___ Auszug zum Lesen ___
Oder er fängt an zu strampeln und strampelt so lange, bis aus der Milch Butter wird und er oben auf dem Berg Butter sitzt und in die Welt lächelt.
Geschafft.
Diese zweite Möglichkeit kann ich nur empfehlen, sie wirkt.
Genau das habe ich gemacht.
Geboren wurde ich im Sommer 1947.
Meine Mutter hat alles versucht, um mich abzutreiben.
Diesen ganzen Ablauf hat mir später meine Tante erzählt.
Im Mutterleib hab ich schon um mein Leben kämpfen müssen.
Meine Mutter hat mir ständig vorgeworfen: „Dass ich dich auch noch kriegen musste!"
Mit meinen Schwestern Hedi und Marga sowie unserem Hund Rex bin ich auf unserem Bauernhof aufgewachsen.
Hedi, die Älteste, war der Liebling meiner Mutter.
Sie wurde von klein auf bevorzugt und verhätschelt.
Marga und ich litten bis zum Tod unserer Mutter unter dieser Situation.
Unser Bauernhof wurde in zweiter Generation von meinen Eltern bewirtschaftet.
___ Vorliegende Angaben ___
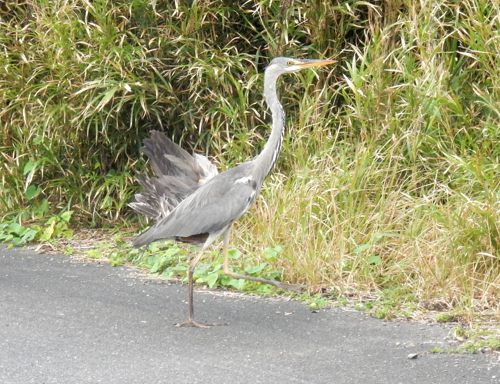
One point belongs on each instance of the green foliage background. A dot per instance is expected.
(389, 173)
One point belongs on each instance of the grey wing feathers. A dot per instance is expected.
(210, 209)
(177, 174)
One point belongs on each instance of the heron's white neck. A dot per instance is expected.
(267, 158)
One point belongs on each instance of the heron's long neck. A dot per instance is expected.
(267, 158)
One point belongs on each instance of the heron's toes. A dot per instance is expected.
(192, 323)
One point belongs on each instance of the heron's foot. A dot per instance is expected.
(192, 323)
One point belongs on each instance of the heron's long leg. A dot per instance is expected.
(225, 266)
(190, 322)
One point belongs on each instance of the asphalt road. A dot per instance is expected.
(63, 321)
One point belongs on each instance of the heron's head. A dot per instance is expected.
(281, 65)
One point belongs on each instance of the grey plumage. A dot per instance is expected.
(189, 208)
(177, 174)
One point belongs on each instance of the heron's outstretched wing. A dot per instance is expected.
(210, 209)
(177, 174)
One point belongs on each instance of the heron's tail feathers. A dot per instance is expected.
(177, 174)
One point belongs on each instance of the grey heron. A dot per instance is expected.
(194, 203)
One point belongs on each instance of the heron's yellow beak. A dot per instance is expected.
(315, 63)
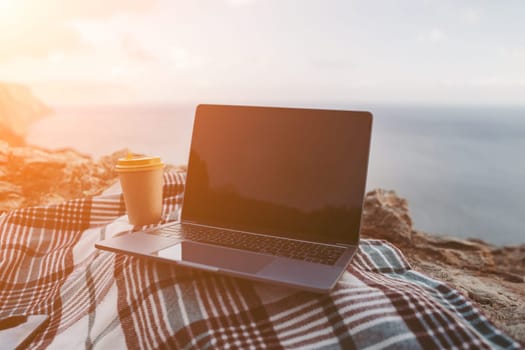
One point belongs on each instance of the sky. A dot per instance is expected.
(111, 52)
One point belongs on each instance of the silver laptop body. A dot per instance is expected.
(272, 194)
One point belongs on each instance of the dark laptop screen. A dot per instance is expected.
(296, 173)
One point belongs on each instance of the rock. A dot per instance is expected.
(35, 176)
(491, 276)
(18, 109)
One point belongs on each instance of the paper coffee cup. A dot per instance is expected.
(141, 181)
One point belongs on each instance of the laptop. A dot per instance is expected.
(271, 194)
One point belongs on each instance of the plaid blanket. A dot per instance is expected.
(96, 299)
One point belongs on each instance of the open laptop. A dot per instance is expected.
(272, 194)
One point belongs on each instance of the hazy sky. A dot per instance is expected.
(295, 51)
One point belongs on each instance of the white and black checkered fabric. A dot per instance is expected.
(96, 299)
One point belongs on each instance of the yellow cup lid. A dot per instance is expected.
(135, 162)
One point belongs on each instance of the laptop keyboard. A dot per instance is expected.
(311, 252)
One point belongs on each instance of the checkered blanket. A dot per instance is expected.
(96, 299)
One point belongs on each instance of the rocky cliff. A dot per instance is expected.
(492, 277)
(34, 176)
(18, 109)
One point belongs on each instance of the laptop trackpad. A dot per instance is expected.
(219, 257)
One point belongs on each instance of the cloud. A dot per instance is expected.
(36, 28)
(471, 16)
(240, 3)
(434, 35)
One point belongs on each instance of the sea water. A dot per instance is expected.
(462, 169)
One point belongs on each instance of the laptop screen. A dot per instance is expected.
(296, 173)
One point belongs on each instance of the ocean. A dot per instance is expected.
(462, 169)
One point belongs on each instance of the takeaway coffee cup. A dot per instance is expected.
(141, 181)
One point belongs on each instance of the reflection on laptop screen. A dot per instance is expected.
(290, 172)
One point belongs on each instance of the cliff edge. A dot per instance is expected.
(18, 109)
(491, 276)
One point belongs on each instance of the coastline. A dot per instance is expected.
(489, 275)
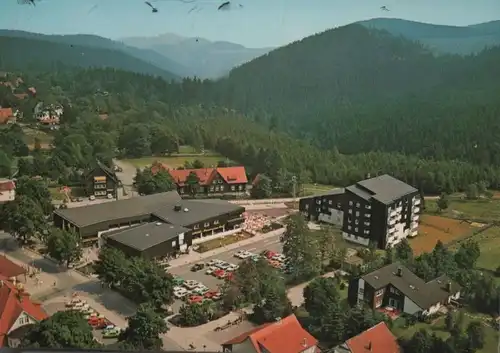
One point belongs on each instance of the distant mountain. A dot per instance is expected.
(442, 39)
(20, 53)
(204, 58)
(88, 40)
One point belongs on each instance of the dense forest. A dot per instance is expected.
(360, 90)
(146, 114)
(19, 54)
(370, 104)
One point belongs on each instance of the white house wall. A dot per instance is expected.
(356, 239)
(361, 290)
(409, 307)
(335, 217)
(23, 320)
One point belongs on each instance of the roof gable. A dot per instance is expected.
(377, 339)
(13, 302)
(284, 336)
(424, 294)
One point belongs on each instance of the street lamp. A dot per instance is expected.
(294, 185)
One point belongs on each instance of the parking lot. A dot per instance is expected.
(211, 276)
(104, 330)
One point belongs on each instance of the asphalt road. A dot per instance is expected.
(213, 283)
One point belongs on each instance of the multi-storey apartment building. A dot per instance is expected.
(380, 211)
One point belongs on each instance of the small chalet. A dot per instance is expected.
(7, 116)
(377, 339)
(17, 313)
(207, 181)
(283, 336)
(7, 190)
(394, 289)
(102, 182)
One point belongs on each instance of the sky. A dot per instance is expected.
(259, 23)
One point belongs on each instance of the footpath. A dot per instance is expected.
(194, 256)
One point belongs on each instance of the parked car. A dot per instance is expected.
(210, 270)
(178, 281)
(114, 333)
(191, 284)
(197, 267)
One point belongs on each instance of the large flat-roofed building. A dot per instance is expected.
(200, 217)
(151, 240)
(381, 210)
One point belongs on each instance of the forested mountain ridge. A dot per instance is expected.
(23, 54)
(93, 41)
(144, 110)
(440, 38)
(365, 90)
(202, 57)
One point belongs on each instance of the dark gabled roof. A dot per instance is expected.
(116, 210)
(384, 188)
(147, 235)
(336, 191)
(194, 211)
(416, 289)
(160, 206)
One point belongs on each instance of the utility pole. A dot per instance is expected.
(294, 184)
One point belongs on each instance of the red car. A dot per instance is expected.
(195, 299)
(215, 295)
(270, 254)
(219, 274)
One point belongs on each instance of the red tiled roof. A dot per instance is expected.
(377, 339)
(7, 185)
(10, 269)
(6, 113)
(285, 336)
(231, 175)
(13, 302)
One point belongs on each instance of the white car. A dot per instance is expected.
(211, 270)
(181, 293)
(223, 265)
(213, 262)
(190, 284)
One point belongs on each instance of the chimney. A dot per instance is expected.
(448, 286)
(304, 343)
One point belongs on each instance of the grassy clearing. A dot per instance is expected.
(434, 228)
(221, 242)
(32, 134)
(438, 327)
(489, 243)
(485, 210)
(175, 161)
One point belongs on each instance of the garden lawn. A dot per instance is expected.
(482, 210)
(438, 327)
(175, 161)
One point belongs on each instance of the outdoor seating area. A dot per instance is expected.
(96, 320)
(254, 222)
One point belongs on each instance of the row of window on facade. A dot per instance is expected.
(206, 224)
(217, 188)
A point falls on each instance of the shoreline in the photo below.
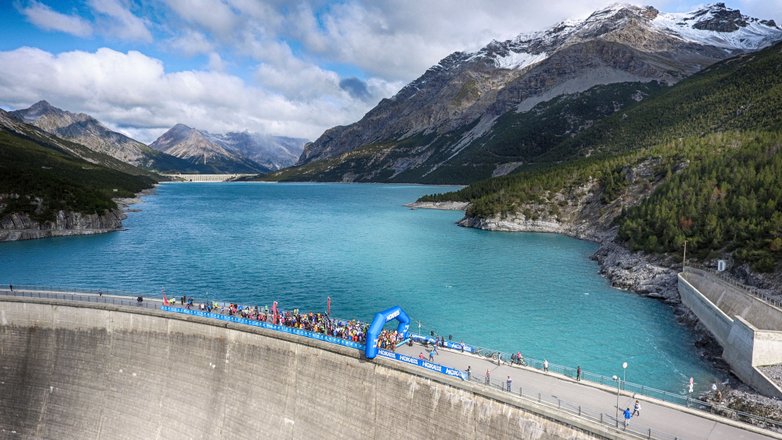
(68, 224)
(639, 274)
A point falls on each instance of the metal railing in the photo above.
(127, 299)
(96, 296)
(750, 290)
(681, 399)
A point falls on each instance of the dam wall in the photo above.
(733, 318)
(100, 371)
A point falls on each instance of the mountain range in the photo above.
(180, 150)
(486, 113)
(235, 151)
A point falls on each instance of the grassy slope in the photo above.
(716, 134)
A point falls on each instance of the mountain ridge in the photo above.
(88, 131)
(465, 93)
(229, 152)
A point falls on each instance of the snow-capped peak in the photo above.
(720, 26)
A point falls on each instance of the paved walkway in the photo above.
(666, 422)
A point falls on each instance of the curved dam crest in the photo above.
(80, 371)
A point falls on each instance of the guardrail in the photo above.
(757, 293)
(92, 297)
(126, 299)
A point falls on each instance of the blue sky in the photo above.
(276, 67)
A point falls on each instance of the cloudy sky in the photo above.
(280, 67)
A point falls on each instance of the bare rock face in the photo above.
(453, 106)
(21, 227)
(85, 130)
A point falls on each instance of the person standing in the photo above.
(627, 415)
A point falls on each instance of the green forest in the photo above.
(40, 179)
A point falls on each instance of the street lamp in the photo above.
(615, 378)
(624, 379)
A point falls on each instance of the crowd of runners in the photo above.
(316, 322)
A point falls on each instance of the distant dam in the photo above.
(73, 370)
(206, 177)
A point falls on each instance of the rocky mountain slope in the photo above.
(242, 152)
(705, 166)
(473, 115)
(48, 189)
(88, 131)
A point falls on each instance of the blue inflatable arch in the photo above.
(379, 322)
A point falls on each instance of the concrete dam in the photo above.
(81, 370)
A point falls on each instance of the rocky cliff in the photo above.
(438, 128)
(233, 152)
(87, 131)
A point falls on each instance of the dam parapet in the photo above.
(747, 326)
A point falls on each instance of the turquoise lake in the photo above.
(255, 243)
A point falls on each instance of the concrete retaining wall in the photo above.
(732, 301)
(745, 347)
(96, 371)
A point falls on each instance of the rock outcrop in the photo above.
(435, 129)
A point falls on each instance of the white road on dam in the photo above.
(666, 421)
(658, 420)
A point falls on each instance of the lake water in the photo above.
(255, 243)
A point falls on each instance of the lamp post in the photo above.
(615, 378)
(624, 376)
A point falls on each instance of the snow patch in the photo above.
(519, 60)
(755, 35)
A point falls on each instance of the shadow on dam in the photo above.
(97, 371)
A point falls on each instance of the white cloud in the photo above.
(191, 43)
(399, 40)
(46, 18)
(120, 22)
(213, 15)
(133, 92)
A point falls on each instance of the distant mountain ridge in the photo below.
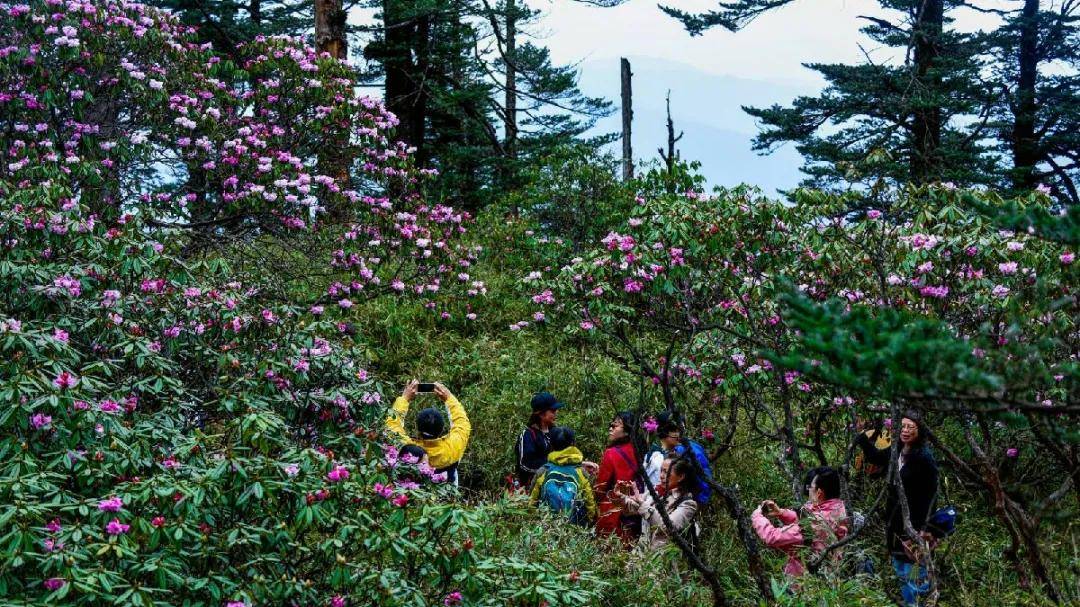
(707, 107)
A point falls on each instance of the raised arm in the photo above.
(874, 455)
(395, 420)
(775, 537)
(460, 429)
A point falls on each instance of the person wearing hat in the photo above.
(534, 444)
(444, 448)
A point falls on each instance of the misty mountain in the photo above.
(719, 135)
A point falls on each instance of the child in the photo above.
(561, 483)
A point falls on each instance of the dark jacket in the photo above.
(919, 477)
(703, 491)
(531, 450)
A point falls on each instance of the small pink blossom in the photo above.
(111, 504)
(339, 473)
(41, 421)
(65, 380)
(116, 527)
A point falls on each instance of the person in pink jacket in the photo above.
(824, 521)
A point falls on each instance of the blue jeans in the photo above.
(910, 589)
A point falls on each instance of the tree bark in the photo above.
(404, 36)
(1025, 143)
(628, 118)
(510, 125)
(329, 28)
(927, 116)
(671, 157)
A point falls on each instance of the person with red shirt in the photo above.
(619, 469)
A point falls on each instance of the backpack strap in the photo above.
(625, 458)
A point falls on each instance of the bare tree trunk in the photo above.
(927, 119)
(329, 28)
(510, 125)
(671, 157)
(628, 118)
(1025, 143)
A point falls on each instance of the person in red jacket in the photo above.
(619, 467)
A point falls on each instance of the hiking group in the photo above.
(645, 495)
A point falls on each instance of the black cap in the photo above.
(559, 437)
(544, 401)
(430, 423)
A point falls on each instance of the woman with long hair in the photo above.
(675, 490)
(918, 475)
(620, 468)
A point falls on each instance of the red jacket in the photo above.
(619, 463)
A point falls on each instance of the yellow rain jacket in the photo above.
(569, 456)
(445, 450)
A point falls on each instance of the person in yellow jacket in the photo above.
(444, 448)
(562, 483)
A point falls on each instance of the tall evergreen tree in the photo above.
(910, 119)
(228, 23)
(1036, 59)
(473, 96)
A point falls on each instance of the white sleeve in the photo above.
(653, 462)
___
- [Die Aufgaben]
**1.** Schreiben Sie aus dem Auszug alles von „Mit meinen Schwestern" bis hinunter zu „meinen Eltern bewirtschaftet." wortgetreu ab.
**2.** Übersetzen Sie den Satz „Mit meinen Schwestern Hedi und Marga sowie unserem Hund Rex bin ich auf unserem Bauernhof aufgewachsen." aus dem Auszug ins Englische.
**3.** Prüfen Sie, ob die folgenden Aussagen mit dem Auszug übereinstimmen, und antworten Sie jeweils mit Ja oder Nein samt den entscheidenden Worten des Auszugs: (a) Die erzählende Person kam im Sommer 1947 zur Welt. (b) Marga war der Liebling der Mutter. (c) Die Eltern bewirtschafteten den Bauernhof in erster Generation.
Die Zeilen stehen in keinem Zusammenhang mit dem Auszug.

- [Ergebnisse je Aufgabe]
**1.**
Mit meinen Schwestern Hedi und Marga sowie unserem Hund Rex bin ich auf unserem Bauernhof aufgewachsen.
Hedi, die Älteste, war der Liebling meiner Mutter.
Sie wurde von klein auf bevorzugt und verhätschelt.
Marga und ich litten bis zum Tod unserer Mutter unter dieser Situation.
Unser Bauernhof wurde in zweiter Generation von meinen Eltern bewirtschaftet.

**2.** I grew up on our farm with my sisters Hedi and Marga and our dog Rex.

**3.**
(a) Ja: „Geboren wurde ich im Sommer 1947."
(b) Nein: „Hedi, die Älteste, war der Liebling meiner Mutter."
(c) Nein: „Unser Bauernhof wurde in zweiter Generation von meinen Eltern bewirtschaftet."